TO DO: Please transcribe the listing below exactly, but only from the line containing "in: indicate the curved" through its last line.
BEGIN EXTRACTED ENTRIES
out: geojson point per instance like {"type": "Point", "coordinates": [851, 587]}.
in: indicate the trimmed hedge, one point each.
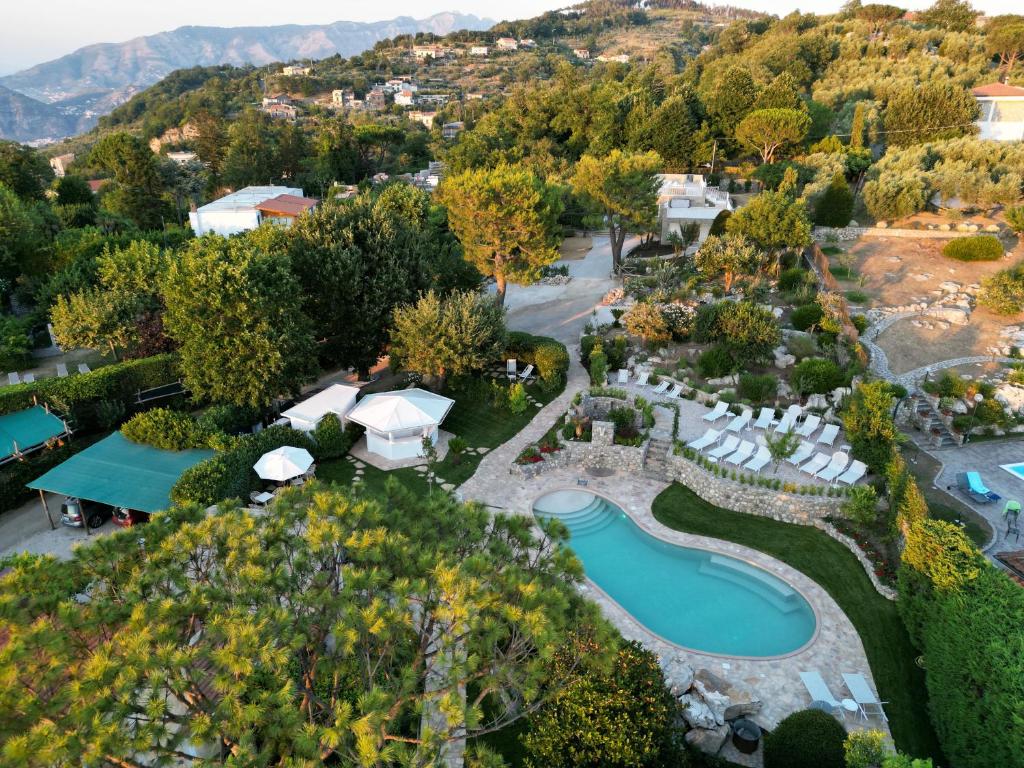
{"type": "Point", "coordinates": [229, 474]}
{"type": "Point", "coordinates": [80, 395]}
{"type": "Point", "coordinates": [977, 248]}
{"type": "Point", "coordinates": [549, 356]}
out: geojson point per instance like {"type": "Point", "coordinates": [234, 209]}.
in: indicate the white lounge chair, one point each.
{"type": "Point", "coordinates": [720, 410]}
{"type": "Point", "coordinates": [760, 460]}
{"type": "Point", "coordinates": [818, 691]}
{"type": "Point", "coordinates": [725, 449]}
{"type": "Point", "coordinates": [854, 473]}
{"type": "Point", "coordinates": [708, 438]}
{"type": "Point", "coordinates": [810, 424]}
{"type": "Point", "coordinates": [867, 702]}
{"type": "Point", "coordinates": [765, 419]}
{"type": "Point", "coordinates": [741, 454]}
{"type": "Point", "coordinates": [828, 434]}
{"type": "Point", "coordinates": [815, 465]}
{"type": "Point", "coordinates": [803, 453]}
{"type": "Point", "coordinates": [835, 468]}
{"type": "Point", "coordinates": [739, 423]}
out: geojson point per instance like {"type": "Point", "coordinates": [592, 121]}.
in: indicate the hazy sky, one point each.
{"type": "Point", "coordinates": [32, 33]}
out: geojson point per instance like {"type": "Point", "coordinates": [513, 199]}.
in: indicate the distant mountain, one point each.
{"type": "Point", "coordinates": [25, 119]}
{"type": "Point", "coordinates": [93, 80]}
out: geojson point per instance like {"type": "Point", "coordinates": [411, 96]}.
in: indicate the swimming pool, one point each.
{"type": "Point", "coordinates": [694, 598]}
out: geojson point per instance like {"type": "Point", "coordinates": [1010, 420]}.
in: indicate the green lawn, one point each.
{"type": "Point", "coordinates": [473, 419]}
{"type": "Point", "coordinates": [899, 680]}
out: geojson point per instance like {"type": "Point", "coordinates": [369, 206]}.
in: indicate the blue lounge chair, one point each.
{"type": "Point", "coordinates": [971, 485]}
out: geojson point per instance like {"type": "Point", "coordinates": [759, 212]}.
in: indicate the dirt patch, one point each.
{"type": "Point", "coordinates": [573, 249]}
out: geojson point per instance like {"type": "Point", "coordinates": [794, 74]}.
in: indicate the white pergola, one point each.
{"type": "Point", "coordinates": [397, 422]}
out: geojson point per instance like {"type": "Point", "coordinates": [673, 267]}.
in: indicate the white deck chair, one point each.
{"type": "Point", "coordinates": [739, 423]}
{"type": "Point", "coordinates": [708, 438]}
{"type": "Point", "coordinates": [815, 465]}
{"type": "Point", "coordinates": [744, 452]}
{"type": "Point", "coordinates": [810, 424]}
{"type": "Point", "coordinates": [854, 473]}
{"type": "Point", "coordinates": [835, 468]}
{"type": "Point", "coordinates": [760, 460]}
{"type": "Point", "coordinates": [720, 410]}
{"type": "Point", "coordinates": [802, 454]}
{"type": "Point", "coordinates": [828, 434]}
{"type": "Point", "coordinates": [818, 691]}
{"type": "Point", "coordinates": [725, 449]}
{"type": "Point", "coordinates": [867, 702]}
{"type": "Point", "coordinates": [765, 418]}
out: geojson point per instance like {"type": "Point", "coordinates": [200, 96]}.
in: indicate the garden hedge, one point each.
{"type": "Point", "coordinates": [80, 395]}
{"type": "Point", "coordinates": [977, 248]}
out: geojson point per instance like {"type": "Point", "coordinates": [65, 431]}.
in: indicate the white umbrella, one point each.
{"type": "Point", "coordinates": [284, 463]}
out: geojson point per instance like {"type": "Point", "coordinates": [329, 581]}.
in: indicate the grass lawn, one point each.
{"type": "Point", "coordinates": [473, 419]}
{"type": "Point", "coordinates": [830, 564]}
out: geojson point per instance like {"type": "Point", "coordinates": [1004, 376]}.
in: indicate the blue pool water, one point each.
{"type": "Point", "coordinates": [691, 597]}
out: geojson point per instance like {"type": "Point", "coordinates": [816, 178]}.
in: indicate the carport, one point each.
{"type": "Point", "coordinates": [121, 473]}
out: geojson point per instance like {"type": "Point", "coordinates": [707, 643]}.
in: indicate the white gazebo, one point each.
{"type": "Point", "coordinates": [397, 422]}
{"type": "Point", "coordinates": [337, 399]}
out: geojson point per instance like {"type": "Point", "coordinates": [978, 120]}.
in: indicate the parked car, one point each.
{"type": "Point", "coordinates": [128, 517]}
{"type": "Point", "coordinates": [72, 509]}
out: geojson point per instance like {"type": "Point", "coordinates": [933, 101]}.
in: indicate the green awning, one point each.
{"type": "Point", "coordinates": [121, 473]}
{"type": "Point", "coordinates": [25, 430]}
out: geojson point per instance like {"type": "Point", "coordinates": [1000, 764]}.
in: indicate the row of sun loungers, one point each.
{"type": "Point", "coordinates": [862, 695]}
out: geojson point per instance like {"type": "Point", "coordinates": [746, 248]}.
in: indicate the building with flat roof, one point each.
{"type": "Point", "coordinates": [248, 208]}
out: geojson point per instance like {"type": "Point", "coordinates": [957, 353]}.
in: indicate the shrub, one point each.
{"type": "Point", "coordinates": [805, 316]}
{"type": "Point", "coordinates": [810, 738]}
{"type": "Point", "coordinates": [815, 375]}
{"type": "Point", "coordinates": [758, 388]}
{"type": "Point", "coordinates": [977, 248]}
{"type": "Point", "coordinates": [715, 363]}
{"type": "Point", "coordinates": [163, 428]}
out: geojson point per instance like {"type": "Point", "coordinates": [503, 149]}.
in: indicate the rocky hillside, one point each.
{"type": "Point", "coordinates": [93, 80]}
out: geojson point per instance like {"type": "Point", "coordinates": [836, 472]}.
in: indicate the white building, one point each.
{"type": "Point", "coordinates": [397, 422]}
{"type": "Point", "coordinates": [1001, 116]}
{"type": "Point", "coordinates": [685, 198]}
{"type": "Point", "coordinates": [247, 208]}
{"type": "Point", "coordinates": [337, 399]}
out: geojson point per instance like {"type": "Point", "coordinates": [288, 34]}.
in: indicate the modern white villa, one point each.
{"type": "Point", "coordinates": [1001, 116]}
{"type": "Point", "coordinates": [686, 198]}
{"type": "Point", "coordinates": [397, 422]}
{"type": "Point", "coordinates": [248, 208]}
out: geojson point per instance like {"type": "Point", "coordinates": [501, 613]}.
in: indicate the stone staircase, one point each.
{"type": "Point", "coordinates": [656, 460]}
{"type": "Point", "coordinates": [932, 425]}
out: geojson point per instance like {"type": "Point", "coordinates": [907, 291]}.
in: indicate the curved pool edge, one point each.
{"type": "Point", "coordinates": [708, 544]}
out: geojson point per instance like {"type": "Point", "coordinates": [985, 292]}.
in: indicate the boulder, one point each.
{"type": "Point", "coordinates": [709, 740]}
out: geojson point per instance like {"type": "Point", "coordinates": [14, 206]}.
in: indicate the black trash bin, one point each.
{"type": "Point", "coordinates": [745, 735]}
END EXTRACTED ENTRIES
RESPONSE AREA:
in: indicate the curved pool edge, one point each.
{"type": "Point", "coordinates": [708, 544]}
out: geojson point per instance like {"type": "Point", "coordinates": [985, 292]}.
in: indicate the boulder, one point each.
{"type": "Point", "coordinates": [709, 740]}
out: geojson point per instance like {"type": "Point", "coordinates": [14, 206]}.
in: indicate the black trash bin, one point each.
{"type": "Point", "coordinates": [745, 735]}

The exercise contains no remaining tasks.